• _DESCRIPTION OF THE TASK_:
Express the part of the records that opens with the line containing "Q: For every instance of the brown" and runs through the end of the records as a JSON list of strings, one string per line, with blank lines left out.
BEGIN SUPPLIED DATA
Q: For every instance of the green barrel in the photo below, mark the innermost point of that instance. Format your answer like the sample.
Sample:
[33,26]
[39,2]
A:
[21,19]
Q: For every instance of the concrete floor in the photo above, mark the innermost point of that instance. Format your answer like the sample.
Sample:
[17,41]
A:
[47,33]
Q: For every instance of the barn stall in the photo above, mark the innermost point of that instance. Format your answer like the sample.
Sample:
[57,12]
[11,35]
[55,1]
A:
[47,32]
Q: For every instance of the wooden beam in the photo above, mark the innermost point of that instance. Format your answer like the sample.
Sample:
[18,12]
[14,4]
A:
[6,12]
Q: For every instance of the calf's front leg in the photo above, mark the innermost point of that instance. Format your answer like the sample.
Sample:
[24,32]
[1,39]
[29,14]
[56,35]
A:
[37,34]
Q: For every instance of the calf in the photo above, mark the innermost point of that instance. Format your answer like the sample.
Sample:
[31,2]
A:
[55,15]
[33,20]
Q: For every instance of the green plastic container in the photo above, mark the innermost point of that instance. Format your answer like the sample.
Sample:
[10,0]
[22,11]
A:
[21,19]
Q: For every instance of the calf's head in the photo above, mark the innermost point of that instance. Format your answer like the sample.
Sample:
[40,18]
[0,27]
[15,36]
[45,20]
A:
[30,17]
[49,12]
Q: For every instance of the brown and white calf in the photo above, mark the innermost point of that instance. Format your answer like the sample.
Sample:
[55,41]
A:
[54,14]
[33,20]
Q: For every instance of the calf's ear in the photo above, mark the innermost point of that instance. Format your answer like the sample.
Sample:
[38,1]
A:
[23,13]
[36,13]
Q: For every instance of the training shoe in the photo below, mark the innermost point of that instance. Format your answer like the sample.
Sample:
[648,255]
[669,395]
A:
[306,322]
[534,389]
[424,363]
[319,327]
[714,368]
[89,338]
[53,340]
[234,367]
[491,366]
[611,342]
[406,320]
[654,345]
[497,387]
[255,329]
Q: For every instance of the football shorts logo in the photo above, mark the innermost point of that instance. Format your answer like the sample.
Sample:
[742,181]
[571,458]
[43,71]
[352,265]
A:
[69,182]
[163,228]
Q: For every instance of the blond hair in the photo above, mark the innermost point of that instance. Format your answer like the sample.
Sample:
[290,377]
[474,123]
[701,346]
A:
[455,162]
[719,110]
END SUPPLIED DATA
• _TASK ANSWER_:
[
  "Q: For every instance of the brown and white calf in the photo above, mark the innermost point of that instance. Format your answer like the sample.",
  "Sample:",
  "[55,41]",
  "A:",
  "[54,14]",
  "[33,20]",
  "Q: For every instance of the calf's ear in the photo above, mark the innermost point of that instance. Format your answer like the sample.",
  "Sample:",
  "[38,1]",
  "A:",
  "[23,13]",
  "[36,13]",
  "Q: For every instance of the training shoe in the photo below, mark the innermost point of that instance. Format your answer like the sample.",
  "Sample:",
  "[648,255]",
  "[669,395]",
  "A:",
  "[306,322]",
  "[534,389]",
  "[424,363]",
  "[319,327]",
  "[714,368]",
  "[89,338]",
  "[53,340]",
  "[234,367]",
  "[491,366]",
  "[611,342]",
  "[406,320]",
  "[654,345]",
  "[497,387]",
  "[255,329]",
  "Q: For every instance of the football shorts logo in the photo above, mark the innermost point of that instance. Format your answer like the sample.",
  "Sample:",
  "[742,181]",
  "[571,458]",
  "[43,71]",
  "[352,265]",
  "A:",
  "[69,182]",
  "[163,228]",
  "Q: For every instance of the blond hair in the photo above, mark the innermost point of that instance. Format your answer like the sample.",
  "Sample:",
  "[290,377]",
  "[474,123]",
  "[701,346]",
  "A:",
  "[455,162]",
  "[719,110]"
]